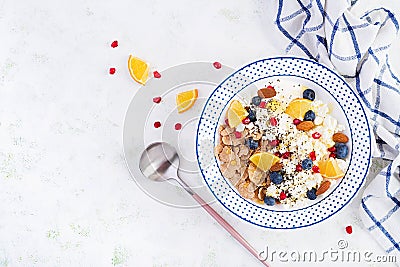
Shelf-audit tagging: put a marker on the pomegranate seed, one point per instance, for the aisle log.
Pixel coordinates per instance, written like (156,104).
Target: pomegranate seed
(316,135)
(263,104)
(274,143)
(238,134)
(315,169)
(178,126)
(246,120)
(332,149)
(296,121)
(157,99)
(313,156)
(227,122)
(156,74)
(217,65)
(114,44)
(273,121)
(299,168)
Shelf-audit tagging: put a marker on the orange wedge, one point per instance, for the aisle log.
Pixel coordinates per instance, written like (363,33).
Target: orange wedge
(298,107)
(138,69)
(264,160)
(236,113)
(186,100)
(330,169)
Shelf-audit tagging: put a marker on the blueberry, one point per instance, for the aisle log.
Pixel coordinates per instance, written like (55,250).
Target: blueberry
(306,164)
(252,144)
(256,100)
(341,150)
(312,193)
(276,177)
(270,201)
(309,94)
(309,116)
(252,115)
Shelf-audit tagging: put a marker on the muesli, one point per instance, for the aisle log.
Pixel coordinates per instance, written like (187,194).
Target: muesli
(282,146)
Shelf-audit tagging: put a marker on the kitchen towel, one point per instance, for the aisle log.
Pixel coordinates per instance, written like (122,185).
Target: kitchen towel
(353,38)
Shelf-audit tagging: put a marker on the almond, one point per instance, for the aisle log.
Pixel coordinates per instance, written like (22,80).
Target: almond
(340,138)
(305,126)
(266,92)
(323,187)
(276,167)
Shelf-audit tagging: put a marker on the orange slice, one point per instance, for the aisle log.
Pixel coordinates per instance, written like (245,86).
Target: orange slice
(330,169)
(138,69)
(298,107)
(186,100)
(264,160)
(236,113)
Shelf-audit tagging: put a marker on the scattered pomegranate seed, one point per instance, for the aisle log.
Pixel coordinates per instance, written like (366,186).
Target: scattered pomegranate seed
(114,44)
(178,126)
(227,122)
(296,121)
(332,149)
(316,135)
(299,168)
(313,156)
(273,121)
(315,169)
(263,104)
(156,74)
(157,124)
(246,120)
(157,99)
(238,134)
(274,143)
(217,65)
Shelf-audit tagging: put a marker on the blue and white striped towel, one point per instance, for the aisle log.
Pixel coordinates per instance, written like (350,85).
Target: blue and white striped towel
(354,40)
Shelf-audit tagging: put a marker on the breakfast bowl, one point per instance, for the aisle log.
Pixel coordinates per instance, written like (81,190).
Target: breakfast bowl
(283,143)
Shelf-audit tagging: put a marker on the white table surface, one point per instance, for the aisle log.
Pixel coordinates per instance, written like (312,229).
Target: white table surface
(66,196)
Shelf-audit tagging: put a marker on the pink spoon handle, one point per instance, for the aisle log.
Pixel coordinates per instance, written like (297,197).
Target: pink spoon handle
(228,227)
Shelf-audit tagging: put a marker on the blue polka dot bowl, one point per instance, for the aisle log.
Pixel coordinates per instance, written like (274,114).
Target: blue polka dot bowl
(330,88)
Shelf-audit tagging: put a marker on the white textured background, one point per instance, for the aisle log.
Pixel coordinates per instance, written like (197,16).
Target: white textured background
(66,198)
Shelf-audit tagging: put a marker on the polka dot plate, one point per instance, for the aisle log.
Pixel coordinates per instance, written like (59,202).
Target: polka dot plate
(331,88)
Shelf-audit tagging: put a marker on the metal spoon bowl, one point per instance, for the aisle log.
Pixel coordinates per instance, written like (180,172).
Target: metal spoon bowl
(160,162)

### Work to do
Rewrite the listing from the line containing "Shelf-audit tagging: put a marker on the metal" through its last line, request lines included, and add -14 to every number in the answer coordinates. Leave the request lines and their sample format unchanged.

### Exercise result
Shelf-audit tagging: put a marker on the metal spoon bowl, one point per instance, for the aisle log.
Pixel coordinates per instance, written like (180,172).
Target: metal spoon bowl
(146,148)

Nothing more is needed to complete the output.